* **Apply what you read**
**A.** Using the text about Clayton, can you answer these?
(i) Which of the two siblings wrote poetry?
(ii) Which of them was more conscious of decorum?
(iii) What was the single most common ground between them?
**B.** Could you continue the text about Clayton from where it stops?

* **Study text**

I do not write poetry.  My brother wrote poetry.  My brother is gone.  Clayton is gone.  But like him, I sense the tapestry of words.  My mind works in a slightly different way from his word filigrees and the spoken unsaid with which he was so clever. The crashing insights, the beautiful thought paintings that he could evoke with imprecise words... that is not my way.

 

And we were very different in many of the common philosophies of everyday life. I was always more, well, brutal.  But then he would be ever so much more conscious of decorum than I would. 

 

There is one area that fascinated both of us.  And here we reached a place in time and space where one of us would timidly proffer a secret thought, and the other would pick up on it and add his own secret thought. It eventually came out that the brothers had the same unsubstantiated, but profoundly held beliefs.

 

These beliefs, more like a personal religion, were the single most common ground between my brother and me.

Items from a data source
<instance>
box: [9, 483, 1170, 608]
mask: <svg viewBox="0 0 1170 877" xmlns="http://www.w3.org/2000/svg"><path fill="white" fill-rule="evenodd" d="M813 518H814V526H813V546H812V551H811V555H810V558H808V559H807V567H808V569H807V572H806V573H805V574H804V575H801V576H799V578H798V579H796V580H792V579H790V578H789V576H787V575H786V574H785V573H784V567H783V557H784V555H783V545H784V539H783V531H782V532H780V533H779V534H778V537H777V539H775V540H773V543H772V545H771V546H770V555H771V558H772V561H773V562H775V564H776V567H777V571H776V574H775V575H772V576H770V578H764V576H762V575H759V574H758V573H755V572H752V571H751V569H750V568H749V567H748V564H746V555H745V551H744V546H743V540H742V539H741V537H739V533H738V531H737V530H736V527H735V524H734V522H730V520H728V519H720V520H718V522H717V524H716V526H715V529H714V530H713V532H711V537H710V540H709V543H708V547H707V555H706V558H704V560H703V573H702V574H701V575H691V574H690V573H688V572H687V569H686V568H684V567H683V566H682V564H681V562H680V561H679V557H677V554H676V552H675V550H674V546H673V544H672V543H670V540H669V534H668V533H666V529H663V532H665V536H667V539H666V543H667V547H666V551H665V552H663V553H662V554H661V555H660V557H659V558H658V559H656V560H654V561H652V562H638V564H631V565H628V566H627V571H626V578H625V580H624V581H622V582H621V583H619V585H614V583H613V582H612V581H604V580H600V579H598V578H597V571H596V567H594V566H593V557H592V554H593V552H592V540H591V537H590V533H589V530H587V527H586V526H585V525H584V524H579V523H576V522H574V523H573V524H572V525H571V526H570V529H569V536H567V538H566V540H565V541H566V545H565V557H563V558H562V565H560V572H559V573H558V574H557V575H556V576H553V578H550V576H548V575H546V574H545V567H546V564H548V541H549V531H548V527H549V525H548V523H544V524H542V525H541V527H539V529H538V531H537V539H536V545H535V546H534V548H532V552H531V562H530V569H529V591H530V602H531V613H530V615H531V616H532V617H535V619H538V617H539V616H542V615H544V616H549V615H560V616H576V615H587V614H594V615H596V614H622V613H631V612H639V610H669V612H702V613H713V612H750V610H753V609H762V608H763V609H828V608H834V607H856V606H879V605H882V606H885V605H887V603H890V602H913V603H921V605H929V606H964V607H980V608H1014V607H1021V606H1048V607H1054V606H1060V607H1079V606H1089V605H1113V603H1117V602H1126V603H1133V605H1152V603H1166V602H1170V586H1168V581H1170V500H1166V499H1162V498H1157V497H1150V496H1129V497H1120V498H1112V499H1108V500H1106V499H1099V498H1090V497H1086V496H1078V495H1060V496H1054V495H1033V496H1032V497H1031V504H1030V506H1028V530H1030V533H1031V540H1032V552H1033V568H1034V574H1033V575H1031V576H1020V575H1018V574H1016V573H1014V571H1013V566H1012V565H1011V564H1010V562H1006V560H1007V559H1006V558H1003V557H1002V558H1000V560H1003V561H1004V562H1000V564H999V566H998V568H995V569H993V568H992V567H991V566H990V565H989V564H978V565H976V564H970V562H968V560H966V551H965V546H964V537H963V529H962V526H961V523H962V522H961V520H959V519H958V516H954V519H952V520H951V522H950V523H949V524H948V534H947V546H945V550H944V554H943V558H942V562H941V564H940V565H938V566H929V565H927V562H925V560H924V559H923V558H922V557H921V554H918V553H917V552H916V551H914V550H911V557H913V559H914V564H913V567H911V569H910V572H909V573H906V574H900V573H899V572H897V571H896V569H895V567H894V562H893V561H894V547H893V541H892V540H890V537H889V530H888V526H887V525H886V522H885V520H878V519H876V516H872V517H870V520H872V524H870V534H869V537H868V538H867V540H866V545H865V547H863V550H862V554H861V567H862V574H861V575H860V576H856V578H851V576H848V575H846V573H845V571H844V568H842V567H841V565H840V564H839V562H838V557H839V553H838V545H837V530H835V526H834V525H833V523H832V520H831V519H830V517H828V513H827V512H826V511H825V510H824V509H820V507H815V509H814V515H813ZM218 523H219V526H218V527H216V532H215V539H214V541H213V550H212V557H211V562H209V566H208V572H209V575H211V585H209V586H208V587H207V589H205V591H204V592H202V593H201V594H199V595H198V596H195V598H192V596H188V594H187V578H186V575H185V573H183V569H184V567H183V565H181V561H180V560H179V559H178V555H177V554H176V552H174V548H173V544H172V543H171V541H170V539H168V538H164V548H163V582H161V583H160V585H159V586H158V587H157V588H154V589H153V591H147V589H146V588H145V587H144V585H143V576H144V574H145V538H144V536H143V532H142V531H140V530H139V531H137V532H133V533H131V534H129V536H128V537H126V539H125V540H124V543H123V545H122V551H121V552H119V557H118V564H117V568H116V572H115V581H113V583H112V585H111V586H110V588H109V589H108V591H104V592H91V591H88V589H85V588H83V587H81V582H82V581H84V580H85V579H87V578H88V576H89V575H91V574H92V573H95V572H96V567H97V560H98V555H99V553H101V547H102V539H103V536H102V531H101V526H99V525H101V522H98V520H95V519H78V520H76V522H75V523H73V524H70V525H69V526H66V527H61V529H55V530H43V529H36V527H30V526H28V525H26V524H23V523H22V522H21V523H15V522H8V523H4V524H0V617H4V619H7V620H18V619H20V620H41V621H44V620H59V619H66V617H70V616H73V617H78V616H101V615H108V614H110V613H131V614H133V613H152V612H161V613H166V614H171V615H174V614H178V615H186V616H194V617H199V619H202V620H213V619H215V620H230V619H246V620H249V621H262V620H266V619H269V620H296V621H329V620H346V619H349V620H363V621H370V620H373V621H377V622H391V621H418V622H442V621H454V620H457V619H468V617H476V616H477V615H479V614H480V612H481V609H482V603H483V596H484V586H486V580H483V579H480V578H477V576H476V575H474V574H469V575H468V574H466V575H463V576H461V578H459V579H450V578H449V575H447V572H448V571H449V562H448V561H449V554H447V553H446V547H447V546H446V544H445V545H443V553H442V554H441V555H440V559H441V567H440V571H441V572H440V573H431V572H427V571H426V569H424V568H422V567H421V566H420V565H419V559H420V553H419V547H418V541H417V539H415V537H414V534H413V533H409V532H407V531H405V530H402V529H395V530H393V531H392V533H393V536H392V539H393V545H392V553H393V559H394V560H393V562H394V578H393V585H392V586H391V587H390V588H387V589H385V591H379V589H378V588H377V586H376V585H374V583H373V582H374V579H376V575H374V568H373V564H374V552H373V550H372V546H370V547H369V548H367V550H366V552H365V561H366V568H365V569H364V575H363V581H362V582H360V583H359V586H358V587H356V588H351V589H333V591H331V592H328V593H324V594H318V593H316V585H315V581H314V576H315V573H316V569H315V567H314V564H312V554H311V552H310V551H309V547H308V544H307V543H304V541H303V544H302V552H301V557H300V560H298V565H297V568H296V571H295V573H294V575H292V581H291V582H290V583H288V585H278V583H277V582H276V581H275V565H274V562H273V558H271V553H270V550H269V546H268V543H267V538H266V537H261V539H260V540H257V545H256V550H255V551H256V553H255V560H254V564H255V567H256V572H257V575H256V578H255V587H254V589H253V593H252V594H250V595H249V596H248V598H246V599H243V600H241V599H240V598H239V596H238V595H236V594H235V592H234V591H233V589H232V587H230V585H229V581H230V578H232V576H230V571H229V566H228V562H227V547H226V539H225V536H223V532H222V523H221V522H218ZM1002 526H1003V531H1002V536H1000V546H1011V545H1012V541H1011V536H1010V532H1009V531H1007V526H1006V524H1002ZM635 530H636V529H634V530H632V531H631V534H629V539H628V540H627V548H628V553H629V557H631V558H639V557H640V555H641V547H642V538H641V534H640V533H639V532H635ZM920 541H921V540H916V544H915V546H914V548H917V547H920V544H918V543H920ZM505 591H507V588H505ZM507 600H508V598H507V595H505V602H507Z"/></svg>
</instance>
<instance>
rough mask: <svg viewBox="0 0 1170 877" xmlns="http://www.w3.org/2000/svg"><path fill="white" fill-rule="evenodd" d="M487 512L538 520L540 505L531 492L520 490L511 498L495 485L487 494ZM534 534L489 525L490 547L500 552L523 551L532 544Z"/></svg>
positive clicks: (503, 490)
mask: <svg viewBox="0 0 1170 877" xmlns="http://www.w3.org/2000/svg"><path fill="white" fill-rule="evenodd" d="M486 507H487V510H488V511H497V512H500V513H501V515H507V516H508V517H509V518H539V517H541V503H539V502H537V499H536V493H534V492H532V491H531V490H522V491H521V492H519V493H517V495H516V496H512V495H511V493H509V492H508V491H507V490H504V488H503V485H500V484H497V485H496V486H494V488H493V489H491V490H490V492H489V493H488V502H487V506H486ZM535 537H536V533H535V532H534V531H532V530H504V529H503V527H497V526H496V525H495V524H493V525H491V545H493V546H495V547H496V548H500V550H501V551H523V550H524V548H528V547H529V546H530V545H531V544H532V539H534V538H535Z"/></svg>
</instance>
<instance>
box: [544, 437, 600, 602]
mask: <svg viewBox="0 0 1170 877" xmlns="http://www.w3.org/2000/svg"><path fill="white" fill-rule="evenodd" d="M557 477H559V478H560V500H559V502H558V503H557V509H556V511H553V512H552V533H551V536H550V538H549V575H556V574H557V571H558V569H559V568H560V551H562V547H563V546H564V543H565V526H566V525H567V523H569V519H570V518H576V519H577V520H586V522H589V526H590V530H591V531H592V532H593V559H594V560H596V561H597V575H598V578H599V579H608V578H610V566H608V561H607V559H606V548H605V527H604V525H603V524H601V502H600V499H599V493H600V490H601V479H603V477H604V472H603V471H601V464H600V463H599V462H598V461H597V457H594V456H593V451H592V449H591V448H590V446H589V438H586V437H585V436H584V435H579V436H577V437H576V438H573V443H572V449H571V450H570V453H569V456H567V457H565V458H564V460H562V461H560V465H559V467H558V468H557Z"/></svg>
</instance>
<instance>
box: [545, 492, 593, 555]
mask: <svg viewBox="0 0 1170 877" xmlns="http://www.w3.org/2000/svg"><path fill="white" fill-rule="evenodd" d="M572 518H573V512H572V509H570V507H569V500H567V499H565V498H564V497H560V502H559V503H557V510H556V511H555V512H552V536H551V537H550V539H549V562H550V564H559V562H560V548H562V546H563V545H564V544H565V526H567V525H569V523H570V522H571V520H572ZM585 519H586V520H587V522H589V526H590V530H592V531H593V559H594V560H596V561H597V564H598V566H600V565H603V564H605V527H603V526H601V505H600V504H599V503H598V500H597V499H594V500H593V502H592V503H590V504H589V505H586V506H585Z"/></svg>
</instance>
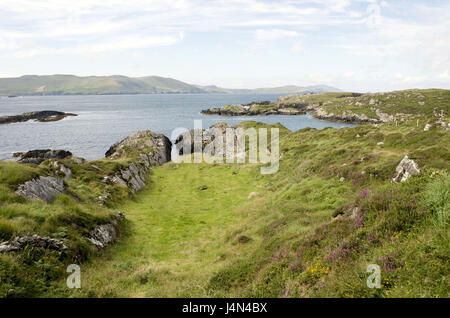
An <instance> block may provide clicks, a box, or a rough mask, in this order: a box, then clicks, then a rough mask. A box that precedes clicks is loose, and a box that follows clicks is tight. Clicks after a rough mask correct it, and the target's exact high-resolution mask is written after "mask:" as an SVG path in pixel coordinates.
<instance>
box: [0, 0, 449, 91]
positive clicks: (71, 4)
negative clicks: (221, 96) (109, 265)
mask: <svg viewBox="0 0 450 318" xmlns="http://www.w3.org/2000/svg"><path fill="white" fill-rule="evenodd" d="M449 38H450V2H449V1H406V0H398V1H380V0H371V1H368V0H357V1H350V0H309V1H303V0H297V1H295V0H279V1H269V0H265V1H264V0H218V1H215V0H208V1H206V0H203V1H199V0H176V1H167V0H151V1H144V0H135V1H133V0H107V1H97V0H91V1H88V0H77V1H73V0H41V1H35V0H0V77H16V76H21V75H25V74H39V75H44V74H75V75H80V76H85V75H113V74H122V75H127V76H147V75H160V76H166V77H172V78H176V79H179V80H182V81H186V82H188V83H193V84H201V85H209V84H214V85H218V86H221V87H230V88H255V87H273V86H281V85H291V84H293V85H315V84H327V85H332V86H335V87H338V88H341V89H344V90H352V91H388V90H394V89H405V88H416V87H417V88H429V87H440V88H450V41H449Z"/></svg>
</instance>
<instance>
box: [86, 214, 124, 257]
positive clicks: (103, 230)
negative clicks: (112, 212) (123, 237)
mask: <svg viewBox="0 0 450 318" xmlns="http://www.w3.org/2000/svg"><path fill="white" fill-rule="evenodd" d="M116 214H117V215H116V217H115V218H114V219H113V220H112V221H111V222H110V223H105V224H101V225H97V226H96V227H95V228H94V229H93V230H92V231H91V232H90V233H89V236H88V237H87V239H88V241H90V242H91V243H92V244H94V245H95V247H97V248H98V249H102V248H105V247H106V246H108V245H110V244H112V243H114V242H116V241H117V240H118V239H119V238H120V230H119V227H118V225H119V222H120V221H123V220H124V219H125V216H124V214H123V213H122V212H120V211H116Z"/></svg>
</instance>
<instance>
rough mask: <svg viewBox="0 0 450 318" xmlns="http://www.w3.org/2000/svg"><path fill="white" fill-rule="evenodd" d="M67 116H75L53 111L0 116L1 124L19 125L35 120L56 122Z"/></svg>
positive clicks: (46, 110)
mask: <svg viewBox="0 0 450 318" xmlns="http://www.w3.org/2000/svg"><path fill="white" fill-rule="evenodd" d="M67 116H77V115H76V114H71V113H64V112H58V111H54V110H43V111H37V112H28V113H23V114H20V115H12V116H0V125H1V124H12V123H20V122H25V121H29V120H37V121H39V122H50V121H58V120H61V119H63V118H65V117H67Z"/></svg>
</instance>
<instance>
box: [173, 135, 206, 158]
mask: <svg viewBox="0 0 450 318" xmlns="http://www.w3.org/2000/svg"><path fill="white" fill-rule="evenodd" d="M210 142H211V132H209V131H208V130H205V129H191V130H190V131H188V132H185V133H183V134H181V135H179V136H178V137H177V139H176V140H175V146H176V148H177V150H178V153H179V154H180V155H183V154H189V153H194V152H202V151H203V149H204V148H205V147H206V145H208V144H209V143H210ZM186 149H190V152H188V151H186ZM185 152H186V153H185Z"/></svg>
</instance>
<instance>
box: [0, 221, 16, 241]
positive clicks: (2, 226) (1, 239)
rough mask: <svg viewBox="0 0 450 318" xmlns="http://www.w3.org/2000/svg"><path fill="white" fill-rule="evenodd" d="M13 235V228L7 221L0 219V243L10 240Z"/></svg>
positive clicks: (13, 231)
mask: <svg viewBox="0 0 450 318" xmlns="http://www.w3.org/2000/svg"><path fill="white" fill-rule="evenodd" d="M14 233H15V230H14V226H12V224H11V223H10V222H9V221H8V220H1V219H0V242H1V241H8V240H10V239H11V238H12V237H13V236H14Z"/></svg>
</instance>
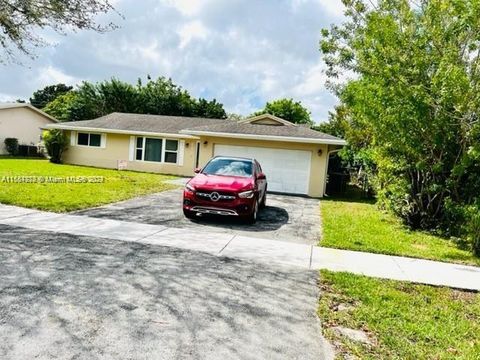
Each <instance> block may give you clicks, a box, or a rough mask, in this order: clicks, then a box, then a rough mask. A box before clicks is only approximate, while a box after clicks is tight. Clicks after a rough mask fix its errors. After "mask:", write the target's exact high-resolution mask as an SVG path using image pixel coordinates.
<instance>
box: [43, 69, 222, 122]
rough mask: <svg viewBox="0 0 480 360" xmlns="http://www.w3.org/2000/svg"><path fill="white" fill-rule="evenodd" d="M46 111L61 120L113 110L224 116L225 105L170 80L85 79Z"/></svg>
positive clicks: (163, 114) (46, 112)
mask: <svg viewBox="0 0 480 360" xmlns="http://www.w3.org/2000/svg"><path fill="white" fill-rule="evenodd" d="M44 110H45V112H46V113H48V114H50V115H52V116H54V117H56V118H57V119H58V120H60V121H75V120H87V119H94V118H97V117H100V116H104V115H107V114H110V113H112V112H124V113H138V114H155V115H173V116H193V117H206V118H219V119H225V118H226V117H227V114H226V112H225V110H224V108H223V105H222V104H221V103H219V102H217V101H216V100H215V99H213V100H211V101H209V100H205V99H202V98H200V99H195V98H193V97H192V96H191V95H190V94H189V93H188V91H187V90H185V89H183V88H182V87H180V86H178V85H175V84H174V83H173V81H172V80H171V79H166V78H164V77H159V78H158V79H156V80H152V79H150V78H149V79H148V81H147V82H146V83H145V84H143V83H142V82H141V80H139V81H138V83H137V84H136V85H132V84H129V83H126V82H124V81H121V80H118V79H115V78H113V79H111V80H108V81H103V82H99V83H90V82H87V81H84V82H83V83H82V84H81V85H80V86H79V87H78V88H77V89H76V90H73V91H70V92H68V93H66V94H64V95H61V96H59V97H57V98H56V99H55V100H53V101H52V102H50V103H49V104H48V105H47V106H46V107H45V108H44Z"/></svg>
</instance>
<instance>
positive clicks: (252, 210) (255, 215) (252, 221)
mask: <svg viewBox="0 0 480 360" xmlns="http://www.w3.org/2000/svg"><path fill="white" fill-rule="evenodd" d="M257 216H258V200H256V201H255V205H254V207H253V210H252V213H251V214H250V215H249V216H248V218H247V222H248V223H249V224H255V223H256V222H257Z"/></svg>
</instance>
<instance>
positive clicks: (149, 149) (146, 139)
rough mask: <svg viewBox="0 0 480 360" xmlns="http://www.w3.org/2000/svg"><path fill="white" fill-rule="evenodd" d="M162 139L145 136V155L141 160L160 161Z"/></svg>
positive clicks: (161, 158) (160, 158) (161, 159)
mask: <svg viewBox="0 0 480 360" xmlns="http://www.w3.org/2000/svg"><path fill="white" fill-rule="evenodd" d="M162 143H163V140H162V139H152V138H145V155H144V157H143V160H145V161H156V162H162Z"/></svg>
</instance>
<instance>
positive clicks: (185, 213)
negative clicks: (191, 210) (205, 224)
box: [183, 209, 195, 219]
mask: <svg viewBox="0 0 480 360" xmlns="http://www.w3.org/2000/svg"><path fill="white" fill-rule="evenodd" d="M183 215H185V217H186V218H187V219H195V214H194V213H193V212H191V211H190V210H185V209H183Z"/></svg>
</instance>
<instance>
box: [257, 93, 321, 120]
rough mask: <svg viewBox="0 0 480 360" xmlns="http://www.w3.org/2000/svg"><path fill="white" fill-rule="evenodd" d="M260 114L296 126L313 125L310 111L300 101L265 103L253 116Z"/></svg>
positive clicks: (290, 99)
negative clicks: (307, 124)
mask: <svg viewBox="0 0 480 360" xmlns="http://www.w3.org/2000/svg"><path fill="white" fill-rule="evenodd" d="M261 114H272V115H275V116H278V117H280V118H282V119H285V120H288V121H290V122H293V123H296V124H308V125H312V124H313V121H312V119H311V117H310V111H308V109H307V108H306V107H304V106H303V105H302V103H301V102H300V101H294V100H293V99H278V100H274V101H272V102H267V103H266V105H265V107H264V108H263V109H262V110H259V111H257V112H255V113H254V114H253V115H261Z"/></svg>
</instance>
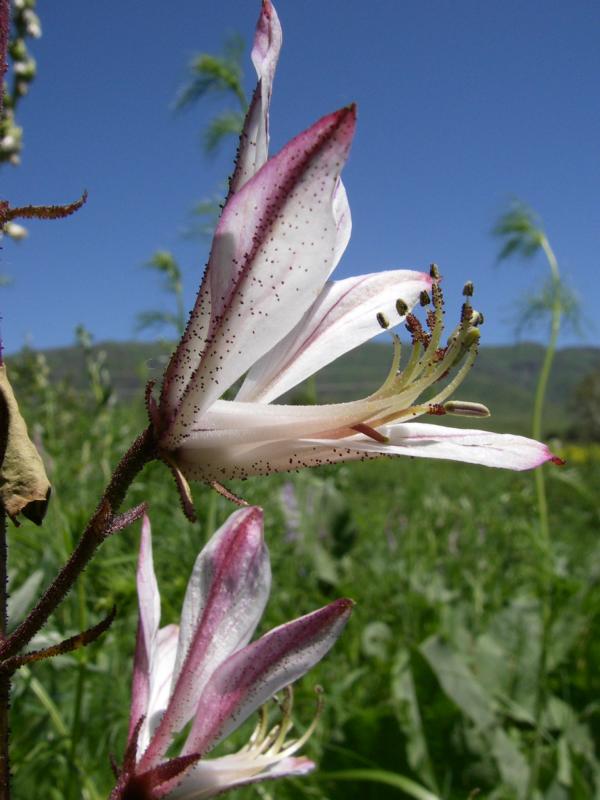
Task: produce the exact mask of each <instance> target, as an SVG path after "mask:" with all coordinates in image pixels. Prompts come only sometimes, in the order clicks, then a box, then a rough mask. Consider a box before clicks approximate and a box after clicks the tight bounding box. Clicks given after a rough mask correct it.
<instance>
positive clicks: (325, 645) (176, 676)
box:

* **Outputs by task**
**A.**
(i) The brother, Clayton.
(ii) The brother, Clayton.
(iii) Their shared beliefs, which were more like a personal religion.

**B.**
Perhaps it is hubris, perhaps it is even wrong, to make a simple synopsis.  Yet the very best concepts in the realm of human understanding lend themselves to (on the surface) very simple descriptions:  The Big Bang.  The Golden Rule.  Evolution.

 

So... from my brother and me:

 

We agreed that our existence here, in what we know as Reality, is a tiny, infinitesimal portion of the Whole. (Oh, my... note the odd capitalizations; my brother had his poetic effect after all.)

 

Our existence in this world is all that we can know anything about at this time.  Clayton and I both believed that when we end our existence in this insignificant plane, we all rejoin the Whole.  And that Whole is beyond our presently limited imagination.

 

An astronomer once said, “The Universe is not only stranger than we imagine, it is stranger than we can imagine.” This comes close to the seductively entertaining philosophy that my brother and I shared.  It helps answer why the earnest foolishness of seances, and the solemn promises of loved ones never seem to work in the area of someone being contacted from the “other side”.

 

Picture this:  When we leave this existence, we join one so immensely superior, so grandly intense and huge, that what we leave behind is the equivalent of a mote of dust in a mighty range of mountains. It isn’t incapacity, or neglect, or cruelty that stops contact... it is simply that what we now consider important falls into the category of a single mote of dust in that mighty mountain range... It is truly beneath our notice.

 

Clayton penned a poem that touches the concept. It is entitled:

 

Listening 

 

No one is building pyramids anymore,

And all else, too, will return to dust.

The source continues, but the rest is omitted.